:: TO BE DONE ::
Copy every row below, requests included, and shift each x and y coordinate in the point(x, y) answers up by 52. Leave out the picture.

▬▬▬

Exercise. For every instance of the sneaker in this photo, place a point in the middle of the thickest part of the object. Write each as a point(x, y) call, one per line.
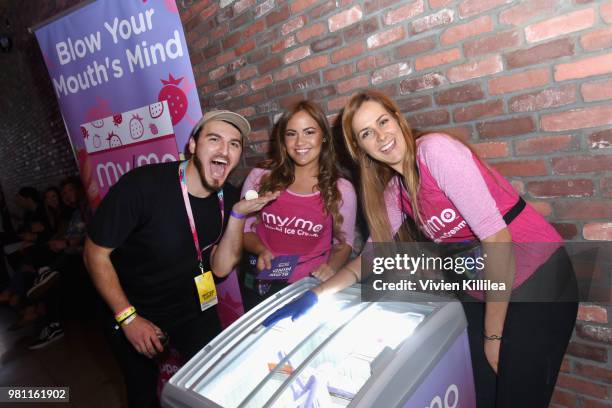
point(46, 279)
point(48, 335)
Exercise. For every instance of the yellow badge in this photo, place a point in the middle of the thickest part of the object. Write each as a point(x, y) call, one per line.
point(207, 292)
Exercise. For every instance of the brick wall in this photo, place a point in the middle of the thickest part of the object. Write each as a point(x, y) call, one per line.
point(527, 83)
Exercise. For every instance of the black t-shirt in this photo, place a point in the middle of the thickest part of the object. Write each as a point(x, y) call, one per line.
point(143, 218)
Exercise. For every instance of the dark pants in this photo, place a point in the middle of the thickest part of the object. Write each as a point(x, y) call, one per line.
point(535, 337)
point(141, 373)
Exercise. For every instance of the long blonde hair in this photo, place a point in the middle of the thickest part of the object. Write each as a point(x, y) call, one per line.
point(282, 167)
point(375, 176)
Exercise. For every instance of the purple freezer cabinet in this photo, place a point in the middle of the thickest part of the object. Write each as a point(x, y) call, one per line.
point(343, 353)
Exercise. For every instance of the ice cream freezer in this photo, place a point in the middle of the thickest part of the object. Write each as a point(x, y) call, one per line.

▬▬▬

:: CORRECT RESULT ::
Exercise. For every instance of the sneaker in this photo, place a point in the middle of the thickest part of the object. Write each as a point(x, y) call, one per line.
point(98, 331)
point(100, 387)
Exercise. For every instance of the yellow badge in this photo, place a point in the middle of the thickest part of the object. Write each as a point(x, y) call, one per line.
point(259, 344)
Exercise. For every instance of the brick wall in this photo, place a point in the middle of the thickest part of the object. Write each as a point(x, y) call, one per line.
point(579, 135)
Exercise. For every instance of the black t-shirt in this photo, place a point in the middle of the thickest part of the object. Write each as a point(x, y) call, one per line.
point(195, 270)
Exercise. For every instance of the dark pants in this photo, place a point in the middle of the thickest part of the object. Write each as a point(x, y) call, one per line.
point(587, 389)
point(193, 425)
Exercise. For every instance of the long blonde hair in this photo, place a point in the middle of the thickest part of the object. Write each as a point(x, y) call, one per line.
point(334, 219)
point(427, 228)
Exercise. For every instance of the purple freezer cabinet in this photo, place a point in the middle of the thickest part of the object. Write each as a point(x, y) call, one per line.
point(395, 405)
Exercise. For every instance of the ice cream freezer in this photo, place a point in the middle of the thickest part of the object. Write each as a point(x, y) call, one per line.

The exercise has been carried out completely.